- [Coordinate labeling data]
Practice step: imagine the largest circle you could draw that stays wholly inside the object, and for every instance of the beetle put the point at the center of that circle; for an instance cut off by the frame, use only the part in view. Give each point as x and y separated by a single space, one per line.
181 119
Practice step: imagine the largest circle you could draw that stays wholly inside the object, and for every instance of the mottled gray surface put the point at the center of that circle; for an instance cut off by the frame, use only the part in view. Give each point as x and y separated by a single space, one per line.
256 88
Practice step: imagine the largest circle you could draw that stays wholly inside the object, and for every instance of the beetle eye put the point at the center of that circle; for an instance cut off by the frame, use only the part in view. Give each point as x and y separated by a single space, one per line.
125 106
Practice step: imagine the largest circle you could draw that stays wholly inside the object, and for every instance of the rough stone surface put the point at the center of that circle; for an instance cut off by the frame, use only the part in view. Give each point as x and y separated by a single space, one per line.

- [Exercise brief]
Output every line of the data above as a JSON list of strings, with one string per line and blank lines omitted.

- [Task response]
[
  "Practice step: imagine the largest circle you could draw that stays wholly inside the object, and for every instance of the beetle put the point at the center of that circle; for an instance cut off by the frame, use only the part in view. Give each point as x and y separated by a single space, one per line.",
  "181 119",
  "Practice step: imagine the largest circle you could draw that stays wholly inside the object, and for every instance of the mottled gray surface put the point at the center of that circle; for an instance cut off by the frame, use only the part in view. Give each point as x and y separated by a single space, one per line.",
  "256 88",
  "Practice step: imagine the largest circle you could draw that stays wholly inside the object, and for every instance of the beetle eye put the point at the center of that circle; for an instance cut off by the frame, use only the part in view. Give each point as x and y separated by a single space, one per line.",
  "125 106",
  "Practice step: imagine the largest circle you could draw that stays wholly inside the object, and for every instance of the rough stone surface put the point at the center of that circle; for an instance cut off by the frame, use only the part in view. Give each point as x and y separated by a single space, one per line."
]